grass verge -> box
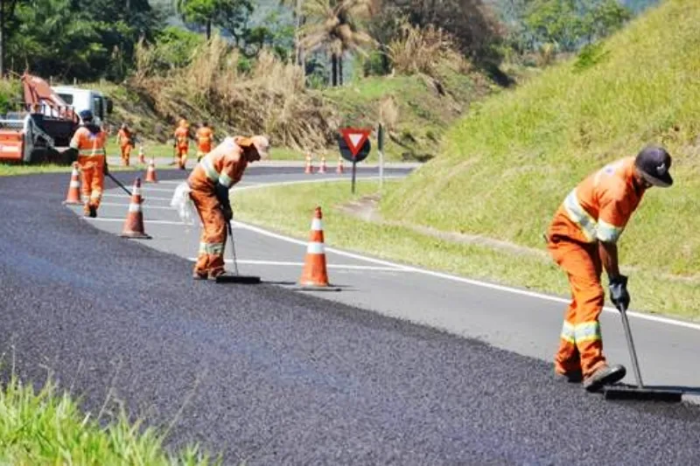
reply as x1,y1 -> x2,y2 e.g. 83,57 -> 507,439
0,375 -> 217,465
234,179 -> 700,321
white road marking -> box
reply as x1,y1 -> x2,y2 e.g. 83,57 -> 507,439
102,193 -> 173,201
138,187 -> 177,193
231,220 -> 700,332
85,218 -> 187,225
187,257 -> 407,271
100,202 -> 176,210
231,176 -> 403,192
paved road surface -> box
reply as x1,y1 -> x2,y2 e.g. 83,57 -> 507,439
1,167 -> 699,465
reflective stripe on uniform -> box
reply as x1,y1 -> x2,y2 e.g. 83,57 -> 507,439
200,155 -> 219,182
597,220 -> 623,243
218,173 -> 233,187
78,148 -> 105,156
574,321 -> 601,342
560,321 -> 576,344
563,189 -> 597,242
199,242 -> 224,255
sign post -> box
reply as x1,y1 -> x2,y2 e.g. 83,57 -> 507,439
378,124 -> 385,190
337,127 -> 372,194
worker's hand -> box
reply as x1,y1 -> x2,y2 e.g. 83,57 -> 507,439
609,274 -> 630,311
222,205 -> 233,221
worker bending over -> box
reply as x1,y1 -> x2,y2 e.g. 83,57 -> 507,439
70,110 -> 108,218
546,146 -> 673,392
117,123 -> 134,166
188,135 -> 270,280
196,122 -> 214,162
174,119 -> 190,170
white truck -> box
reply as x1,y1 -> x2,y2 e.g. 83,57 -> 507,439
0,74 -> 113,164
51,85 -> 113,127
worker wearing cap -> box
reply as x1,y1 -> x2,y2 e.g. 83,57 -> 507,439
188,135 -> 270,280
174,119 -> 190,170
546,146 -> 673,392
70,109 -> 108,218
117,123 -> 134,167
196,122 -> 214,162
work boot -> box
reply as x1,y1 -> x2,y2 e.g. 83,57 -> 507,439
192,271 -> 208,280
583,364 -> 626,392
89,206 -> 97,218
83,204 -> 91,217
554,369 -> 583,384
208,270 -> 229,281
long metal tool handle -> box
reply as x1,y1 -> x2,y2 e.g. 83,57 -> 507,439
617,303 -> 644,388
227,220 -> 239,276
106,172 -> 133,197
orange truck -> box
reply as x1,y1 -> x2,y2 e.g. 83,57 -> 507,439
0,73 -> 112,164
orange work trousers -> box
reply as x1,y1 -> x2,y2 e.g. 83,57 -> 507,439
120,144 -> 132,166
77,155 -> 105,210
547,235 -> 607,378
176,145 -> 188,169
190,187 -> 227,277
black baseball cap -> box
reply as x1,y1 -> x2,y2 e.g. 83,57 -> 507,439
635,145 -> 673,187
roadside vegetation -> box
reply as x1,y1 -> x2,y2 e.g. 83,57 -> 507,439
236,0 -> 700,321
0,375 -> 217,465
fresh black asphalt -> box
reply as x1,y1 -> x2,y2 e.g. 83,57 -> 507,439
1,169 -> 699,465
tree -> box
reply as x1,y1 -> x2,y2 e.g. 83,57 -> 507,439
175,0 -> 252,41
0,0 -> 23,76
299,0 -> 375,86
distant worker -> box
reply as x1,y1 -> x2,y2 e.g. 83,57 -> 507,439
70,110 -> 108,218
196,121 -> 214,162
188,135 -> 270,280
174,119 -> 190,170
117,123 -> 134,167
545,146 -> 673,392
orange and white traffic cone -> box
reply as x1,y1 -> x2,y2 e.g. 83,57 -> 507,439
336,157 -> 344,174
120,178 -> 151,239
299,206 -> 330,288
62,162 -> 82,205
138,145 -> 145,164
304,153 -> 314,174
145,157 -> 158,183
319,155 -> 327,174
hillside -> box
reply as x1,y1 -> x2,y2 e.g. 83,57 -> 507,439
382,0 -> 700,280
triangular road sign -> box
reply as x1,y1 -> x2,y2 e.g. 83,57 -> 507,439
340,128 -> 372,158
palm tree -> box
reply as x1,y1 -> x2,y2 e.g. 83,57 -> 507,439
298,0 -> 375,86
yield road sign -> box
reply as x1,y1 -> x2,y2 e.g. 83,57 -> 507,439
338,128 -> 372,163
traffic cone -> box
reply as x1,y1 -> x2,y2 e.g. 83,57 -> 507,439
138,145 -> 145,164
62,162 -> 82,205
299,206 -> 330,287
120,178 -> 151,239
304,153 -> 314,174
336,157 -> 344,174
145,157 -> 158,183
319,155 -> 327,174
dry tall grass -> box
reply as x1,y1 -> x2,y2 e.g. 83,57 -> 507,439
131,36 -> 340,151
388,22 -> 455,77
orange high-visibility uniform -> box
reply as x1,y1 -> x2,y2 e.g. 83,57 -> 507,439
187,137 -> 252,277
70,125 -> 107,211
174,125 -> 189,169
546,157 -> 645,377
196,126 -> 214,162
117,128 -> 133,166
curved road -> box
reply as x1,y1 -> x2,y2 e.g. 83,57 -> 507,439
1,168 -> 699,465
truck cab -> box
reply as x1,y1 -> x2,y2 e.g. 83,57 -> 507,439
51,86 -> 113,127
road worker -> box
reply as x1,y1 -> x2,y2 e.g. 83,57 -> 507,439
174,119 -> 190,170
545,146 -> 673,392
196,121 -> 214,162
188,135 -> 270,280
70,110 -> 108,218
117,123 -> 134,166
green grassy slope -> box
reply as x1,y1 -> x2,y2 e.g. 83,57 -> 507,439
382,0 -> 700,280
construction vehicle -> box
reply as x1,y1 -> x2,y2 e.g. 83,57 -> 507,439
═══
__Problem description__. Each entry above has to be set down again verbatim, except for its pictures.

__Written solution__.
grass verge -> box
reply as x1,y1 -> x2,y2 e.g. 83,57 -> 507,439
0,375 -> 217,465
234,179 -> 700,321
white road marking -> box
reply as x1,y1 -> x2,y2 e.g. 83,57 -> 507,439
102,193 -> 173,201
138,187 -> 177,193
231,220 -> 700,332
85,218 -> 187,225
187,257 -> 407,271
100,202 -> 176,210
231,176 -> 403,192
paved road surface -> box
reply as x1,y1 -> x2,y2 e.g. 83,57 -> 507,439
1,167 -> 699,465
reflective stripe on uniform -> box
reply as x1,y1 -> x2,y2 e.g. 83,57 -> 507,439
200,155 -> 219,182
597,220 -> 623,243
218,173 -> 233,187
78,148 -> 105,156
574,321 -> 601,342
560,321 -> 576,344
563,189 -> 597,242
199,242 -> 224,255
sign post -> box
reply as x1,y1 -> x2,y2 e.g. 83,57 -> 507,439
378,124 -> 385,190
337,127 -> 372,194
worker's hand -> box
reply as x1,y1 -> x2,y2 e.g. 83,57 -> 507,439
609,274 -> 630,311
222,205 -> 233,221
worker bending over -> box
reply as x1,y1 -> x2,y2 e.g. 83,57 -> 507,439
70,110 -> 108,218
546,146 -> 673,392
117,123 -> 134,166
188,135 -> 270,280
196,122 -> 214,162
174,119 -> 190,170
white truck -> box
reply as x1,y1 -> x2,y2 e.g. 83,57 -> 507,439
0,74 -> 113,164
51,85 -> 113,127
worker wearing cap -> box
reply as x1,y1 -> x2,y2 e.g. 83,57 -> 507,439
188,135 -> 270,280
174,119 -> 190,170
546,146 -> 673,392
70,109 -> 108,218
117,123 -> 134,167
196,122 -> 214,162
work boot -> box
reply as x1,y1 -> x2,y2 e.g. 83,57 -> 507,439
192,271 -> 208,280
583,364 -> 626,392
89,206 -> 97,218
83,204 -> 91,217
554,369 -> 583,384
208,270 -> 229,281
long metal tool handle -> box
reply as x1,y1 -> x2,y2 e.g. 83,57 -> 507,439
617,303 -> 644,388
227,220 -> 239,276
106,172 -> 133,197
orange truck -> box
reply as x1,y1 -> x2,y2 e.g. 83,57 -> 507,439
0,73 -> 112,164
orange work trousers -> box
reply as x1,y1 -> x2,y2 e.g. 83,57 -> 507,439
120,144 -> 132,166
77,155 -> 105,210
547,235 -> 607,378
176,145 -> 188,169
190,187 -> 227,277
black baseball cap -> box
reply as x1,y1 -> x2,y2 e.g. 83,57 -> 507,439
635,145 -> 673,187
roadside vegetation -> box
reply as x1,y1 -> x2,y2 e.g. 83,57 -> 507,439
236,0 -> 700,321
0,375 -> 217,465
fresh black asphalt -> box
reply as x1,y1 -> x2,y2 e.g. 83,57 -> 507,439
1,169 -> 699,465
tree -> box
reply as x1,y1 -> x2,y2 e.g. 83,57 -> 507,439
175,0 -> 252,41
0,0 -> 23,76
299,0 -> 375,86
distant worker -> box
reply as x1,y1 -> x2,y2 e.g. 83,57 -> 507,439
70,110 -> 108,218
196,121 -> 214,162
188,135 -> 270,280
174,119 -> 190,170
117,123 -> 134,167
545,146 -> 673,392
orange and white traffic cone -> box
reply as x1,y1 -> x2,y2 e.g. 83,57 -> 507,439
336,157 -> 344,174
120,178 -> 151,239
299,206 -> 330,288
62,162 -> 82,205
138,145 -> 145,164
304,153 -> 314,174
145,157 -> 158,183
319,155 -> 327,174
hillside -> box
reply as x1,y1 -> x2,y2 e.g. 83,57 -> 507,439
382,0 -> 700,280
triangular road sign -> box
reply as x1,y1 -> x2,y2 e.g. 83,57 -> 507,439
340,128 -> 372,158
palm tree -> box
reply as x1,y1 -> x2,y2 e.g. 83,57 -> 507,439
298,0 -> 375,86
yield road sign -> box
reply as x1,y1 -> x2,y2 e.g. 83,57 -> 507,439
338,128 -> 372,163
traffic cone -> box
reply as x1,y1 -> x2,y2 e.g. 83,57 -> 507,439
138,145 -> 145,164
62,162 -> 82,205
299,206 -> 330,287
120,178 -> 151,239
304,153 -> 314,174
336,157 -> 344,174
145,157 -> 158,183
319,155 -> 327,174
dry tall grass -> box
reply as x1,y1 -> x2,y2 e.g. 83,57 -> 507,439
131,36 -> 340,151
388,22 -> 455,77
orange high-visibility uniform -> box
reply as x1,y1 -> x2,y2 e.g. 83,57 -> 507,439
187,137 -> 252,277
70,125 -> 107,211
174,125 -> 189,169
546,157 -> 645,377
196,126 -> 214,162
117,128 -> 133,166
curved road -> box
reply as x1,y1 -> x2,y2 e.g. 83,57 -> 507,439
1,168 -> 699,465
truck cab -> box
reply as x1,y1 -> x2,y2 e.g. 83,57 -> 507,439
51,86 -> 113,127
road worker -> box
reply as x1,y1 -> x2,y2 e.g. 83,57 -> 507,439
174,119 -> 190,170
545,146 -> 673,392
196,121 -> 214,162
188,135 -> 270,280
70,110 -> 108,218
117,123 -> 134,166
green grassy slope -> box
reply as x1,y1 -> x2,y2 e.g. 83,57 -> 507,439
382,0 -> 700,280
construction vehicle -> box
reply as x1,y1 -> x2,y2 e.g. 83,57 -> 507,439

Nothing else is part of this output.